### Extract provided
————————
It's also amusing they talk about democratic values and America in the same sentence. Every single one of our presidents, sans Van Buren, is a descendant of King John Lackland of England. We have no chain of custody for our votes in 2026 - we drop them into an electronic machine and are told they are factored into the equation of who will be the next president. Pretending America is a democracy is a ruse - we are not. Our presidents are hand-picked and selected, not elected. Anyone saying otherwise is ill informed or lying.


And the victors write it.

Military and intelligence agencies have been involved in Silicon Valley for its entire existence. They were instrumental in helping to create the first computers. The internet was a DARPA project. Facebook sprung up from a failed DARPA project called lifelog. Google received funding from the military industrial complex / intelligence agencies early in its life. These companies have always had a dual-purpose, and I highly doubt the major players in AI are any different.

Probably already is. I'm confident that whatever us plebs get access to is less capable than what nation states do.

Material science can't explain how quantities give rise to qualities, or phenomenal consciousness. This is why materialism is bunk - because it doesn't explain much at all. Using it as a litmus test for whether something can or cannot exist is flawed reasoning IME.

All of science depends on materialism. Modern neuroscience strongly suggests that all experience has a material basis. Thus, the hypothesis that whatever “experience” or “qualia” arises from is in fact material seems to be well supported, though not yet conclusive.

No actually, all science does not depend on materialism. Prior to material science being a thing, there were the occult sciences which are still practiced around the world today and most definitely fall under the category of science. One can form a hypothesis, make observations, experiment and base their reasoning upon evidence.

Like you said, it's a hypothesis and you still can't explain the hard problem of consciousness via material science. Just because people think that if they slap enough neurons together they'll achieve consciousness, doesn't mean it's true. It's not well supported because there's no evidence that this is the case, just conjecture.


I agree science doesn't depend on materialism but experimental observation suggests consciousness is a materialistic effect as it's affected by material substances like LSD and ideas of a conscious spirit separate from the body like ghosts don't find much evidence.

We have no idea what brings matter into existence, because material science only takes into consideration what we can measure. We base our understanding of the material world solely on that. We can only measure an infinitesimal amount of the stuff that's out there, and anything we can't measure we come up with blanket terms to describe - like dark energy or dark matter.

What if all matter and our shared reality, is a manifestation of the mind? What if we are all a single mind going through dissociative identity disorder and each of us is like an altar of a person that has multiple personalities? There are all sorts of possible explanations for phenomenal consciousness that material science shrugs off because it limits what is possible to only the matter that we are able to observe and measured, which again is a tiny fraction of all the known matter in the universe.

Edit: All of these downvotes to my original and subsequent reply are quite amusing. HN is honestly a terrible website - people just downvoting anything they don't want to hear. Why even read the website? Just speak your own thoughts into a tape recorder and play them back. Same effect.

The popular narrative must be preserved at all costs. No room for dissenting opinions on this website!


Or for noticing that Discord, Roblox, OpenAI, Anthropic, Persona, and Palantir all have Zionist Israeli founders / co-founders / CEOs / funding. Or that 98% of US congress members received donations from AIPAC or that the US president is a staunch Zionist / supporter of Israel.

In before I get downvoted and flagged for speaking the truth and noticing patterns.


You can see it in each presidential address. The flag is right there along with our own.
————————
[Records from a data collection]
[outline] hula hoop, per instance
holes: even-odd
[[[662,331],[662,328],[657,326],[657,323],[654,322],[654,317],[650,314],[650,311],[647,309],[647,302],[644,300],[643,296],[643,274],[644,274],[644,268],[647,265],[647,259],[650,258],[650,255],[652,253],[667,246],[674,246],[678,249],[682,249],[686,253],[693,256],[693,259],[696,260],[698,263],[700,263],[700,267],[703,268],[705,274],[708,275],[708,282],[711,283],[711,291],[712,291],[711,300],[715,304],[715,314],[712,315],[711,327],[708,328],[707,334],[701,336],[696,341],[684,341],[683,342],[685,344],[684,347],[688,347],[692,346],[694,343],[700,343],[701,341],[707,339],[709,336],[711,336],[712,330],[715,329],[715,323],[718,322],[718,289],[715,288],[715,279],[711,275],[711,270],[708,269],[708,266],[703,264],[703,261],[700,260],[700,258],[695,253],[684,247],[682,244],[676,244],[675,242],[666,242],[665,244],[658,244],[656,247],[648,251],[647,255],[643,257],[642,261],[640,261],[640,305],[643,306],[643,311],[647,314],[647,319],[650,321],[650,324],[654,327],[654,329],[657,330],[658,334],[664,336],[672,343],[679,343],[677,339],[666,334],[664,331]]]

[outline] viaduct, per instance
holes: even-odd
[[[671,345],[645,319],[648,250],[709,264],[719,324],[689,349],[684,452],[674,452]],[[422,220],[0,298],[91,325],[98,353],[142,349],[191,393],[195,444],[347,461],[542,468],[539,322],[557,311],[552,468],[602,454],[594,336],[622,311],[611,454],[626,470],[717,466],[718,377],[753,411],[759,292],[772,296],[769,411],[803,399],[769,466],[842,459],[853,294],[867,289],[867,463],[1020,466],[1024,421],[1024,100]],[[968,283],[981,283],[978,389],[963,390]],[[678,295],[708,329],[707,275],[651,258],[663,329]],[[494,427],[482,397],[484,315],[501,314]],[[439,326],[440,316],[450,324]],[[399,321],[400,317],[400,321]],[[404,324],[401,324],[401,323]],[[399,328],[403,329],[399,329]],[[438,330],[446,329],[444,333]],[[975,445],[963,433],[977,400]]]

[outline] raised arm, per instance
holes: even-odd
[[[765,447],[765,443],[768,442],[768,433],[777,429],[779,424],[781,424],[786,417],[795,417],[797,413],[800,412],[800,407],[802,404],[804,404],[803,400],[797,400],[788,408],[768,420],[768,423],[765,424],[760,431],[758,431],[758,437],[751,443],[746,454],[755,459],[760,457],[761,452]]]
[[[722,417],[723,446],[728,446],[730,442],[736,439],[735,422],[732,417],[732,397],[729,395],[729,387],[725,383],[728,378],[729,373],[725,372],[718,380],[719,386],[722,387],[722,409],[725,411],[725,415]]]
————————
### Required work
1. List the things the comment thread says military and intelligence agencies helped create or fund in the paragraph beginning "Military and intelligence agencies have been involved in Silicon Valley".
2. Turn the comment thread's paragraph starting "We have no idea what brings matter into existence" into a short bulleted list that keeps its main points.

### Answers for the exercise
1.
- The first computers
- The internet
- Facebook (said to come from a failed DARPA project called lifelog)
- Google

2.
- What brings matter into existence is unknown.
- Material science considers only what can be measured, and our understanding of the material world rests on that alone.
- We can measure only a tiny amount of what exists.
- Whatever can't be measured gets blanket terms, such as dark energy or dark matter.